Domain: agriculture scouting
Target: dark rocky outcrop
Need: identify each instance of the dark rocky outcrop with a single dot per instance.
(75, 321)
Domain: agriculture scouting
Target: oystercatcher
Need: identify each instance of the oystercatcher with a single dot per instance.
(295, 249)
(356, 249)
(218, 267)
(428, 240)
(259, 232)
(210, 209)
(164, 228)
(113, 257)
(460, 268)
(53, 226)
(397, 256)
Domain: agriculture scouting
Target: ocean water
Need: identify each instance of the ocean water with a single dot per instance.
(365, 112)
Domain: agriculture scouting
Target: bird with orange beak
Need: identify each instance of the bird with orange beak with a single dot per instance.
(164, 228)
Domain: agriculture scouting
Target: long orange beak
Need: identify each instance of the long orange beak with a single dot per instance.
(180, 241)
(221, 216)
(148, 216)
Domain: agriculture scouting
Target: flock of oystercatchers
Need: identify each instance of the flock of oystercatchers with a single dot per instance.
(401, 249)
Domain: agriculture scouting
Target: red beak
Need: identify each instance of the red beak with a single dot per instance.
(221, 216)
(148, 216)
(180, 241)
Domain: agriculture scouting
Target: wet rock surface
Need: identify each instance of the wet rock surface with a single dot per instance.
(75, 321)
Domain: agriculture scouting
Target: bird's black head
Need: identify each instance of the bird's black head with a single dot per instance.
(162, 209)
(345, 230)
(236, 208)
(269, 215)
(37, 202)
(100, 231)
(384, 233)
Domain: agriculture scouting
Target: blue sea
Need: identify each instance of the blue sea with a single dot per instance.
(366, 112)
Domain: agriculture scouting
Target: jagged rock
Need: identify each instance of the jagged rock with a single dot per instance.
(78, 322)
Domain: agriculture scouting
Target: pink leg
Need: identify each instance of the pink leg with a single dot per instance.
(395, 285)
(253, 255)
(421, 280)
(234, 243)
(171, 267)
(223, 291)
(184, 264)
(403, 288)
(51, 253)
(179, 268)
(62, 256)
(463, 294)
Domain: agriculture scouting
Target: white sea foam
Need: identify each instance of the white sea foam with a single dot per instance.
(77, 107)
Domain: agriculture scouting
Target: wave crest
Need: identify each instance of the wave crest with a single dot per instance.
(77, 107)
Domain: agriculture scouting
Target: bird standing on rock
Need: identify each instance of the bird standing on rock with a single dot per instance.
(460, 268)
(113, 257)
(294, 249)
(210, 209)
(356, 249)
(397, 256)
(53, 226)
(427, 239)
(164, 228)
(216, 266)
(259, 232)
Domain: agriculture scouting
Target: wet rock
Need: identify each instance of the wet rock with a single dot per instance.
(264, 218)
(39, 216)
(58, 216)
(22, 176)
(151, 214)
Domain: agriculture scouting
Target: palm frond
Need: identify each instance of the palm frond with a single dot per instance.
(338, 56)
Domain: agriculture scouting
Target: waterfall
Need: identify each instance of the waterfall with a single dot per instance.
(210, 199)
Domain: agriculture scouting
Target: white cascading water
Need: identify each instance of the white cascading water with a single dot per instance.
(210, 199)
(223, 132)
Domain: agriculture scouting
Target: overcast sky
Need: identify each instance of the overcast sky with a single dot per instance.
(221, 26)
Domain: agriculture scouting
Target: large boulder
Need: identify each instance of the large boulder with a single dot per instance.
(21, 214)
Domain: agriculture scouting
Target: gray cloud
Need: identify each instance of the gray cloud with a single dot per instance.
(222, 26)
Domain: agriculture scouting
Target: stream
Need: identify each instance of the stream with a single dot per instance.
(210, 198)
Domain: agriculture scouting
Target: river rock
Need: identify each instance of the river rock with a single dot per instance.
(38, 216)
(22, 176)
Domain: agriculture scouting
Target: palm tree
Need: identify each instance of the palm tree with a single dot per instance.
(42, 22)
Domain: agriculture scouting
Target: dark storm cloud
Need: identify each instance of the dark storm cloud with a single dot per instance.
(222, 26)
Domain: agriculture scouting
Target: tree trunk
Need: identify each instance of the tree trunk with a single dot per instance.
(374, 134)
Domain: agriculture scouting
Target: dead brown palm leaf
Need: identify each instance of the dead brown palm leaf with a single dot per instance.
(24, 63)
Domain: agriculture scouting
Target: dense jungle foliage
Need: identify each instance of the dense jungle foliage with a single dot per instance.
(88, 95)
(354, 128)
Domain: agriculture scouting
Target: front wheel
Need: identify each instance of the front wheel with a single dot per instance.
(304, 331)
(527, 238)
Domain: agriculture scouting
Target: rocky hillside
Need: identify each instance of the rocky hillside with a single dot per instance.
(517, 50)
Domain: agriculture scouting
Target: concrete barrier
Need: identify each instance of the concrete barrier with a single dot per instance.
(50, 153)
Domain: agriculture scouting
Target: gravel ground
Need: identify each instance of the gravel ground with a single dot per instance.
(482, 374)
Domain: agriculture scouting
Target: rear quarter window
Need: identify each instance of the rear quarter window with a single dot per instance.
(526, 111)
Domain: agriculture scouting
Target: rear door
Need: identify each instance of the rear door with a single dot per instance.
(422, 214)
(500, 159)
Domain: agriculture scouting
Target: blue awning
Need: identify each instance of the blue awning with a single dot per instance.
************
# Prompt
Show every line of the items above that contains the word "window", treating uppercase and lowercase letters as different.

# Expected answer
Target: rear quarter window
Need: identify each instance of the rear quarter window with a single dot per instance.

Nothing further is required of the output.